TEXT EXCERPT below:
In order to combine the data from the SR, two main MA data modeling techniques may be used to produce this pooled estimate.13 The first method, fixed effects modeling, assumes that a common, true effect is shared by all of the included studies in a MA and provides an estimate of this effect.14 In contrast, random effects modeling allows for heterogeneity in the effect sizes of the studies. That is, rather than assuming that the true effect sizes are equal, as in fixed effects modeling, random effects modeling assumes that the study effects are merely drawn from the same population. Random effects modeling aims, therefore, to estimate the mean of this population.14 This heterogeneity may be due to small differences in the study populations or intervention. It is important to note that these differences in study populations and outcome measurement cannot be so significant so as to prevent comparison of the study populations. As random effects modeling assumes greater variability in effect sizes among the included studies, it provides a more conservative pooled estimate for the outcome in question. Consequently, random effects modeling has lesser power to detect a significant effect than fixed effects modeling.4
Determining whether a fixed or random effects model should be used requires assessing for heterogeneity in the estimated treatment effects from the included studies. The I 2 statistic may be used as a measure of heterogeneity. When using the I 2 statistic, for example, heterogeneity may be defined as potentially not being important between 0% and 20%; moderate in degree, if it is between 20% and 50%; substantial, if it is between 50% and 75%; and considerable, if greater than 75%.15 Cochrane’s Q statistic may also be used to formally test for the presence of heterogeneity.16 Large I 2 values and/or small P-values (usually P < 0.05) from testing the Q statistic indicate significant heterogeneity, in which case random effects models should be used. Figure 4A is a hypothetical example that highlights the use of the fixed effects model to provide a pooled estimate. The fixed effects model may be appropriate when the measured heterogeneity is low. Figure 4B is a hypothetical example that highlights the use of the random effects model to provide a pooled estimate.
End of TEXT EXCERPT.
COLLECTED MATERIAL below:
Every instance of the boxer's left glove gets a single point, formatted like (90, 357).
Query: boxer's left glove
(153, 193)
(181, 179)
End of COLLECTED MATERIAL.
DIRECTIONS: In the text on meta-analysis modeling, what range of the I² statistic marks heterogeneity as substantial?

REPLY TO THE TASK: Between 50% and 75%.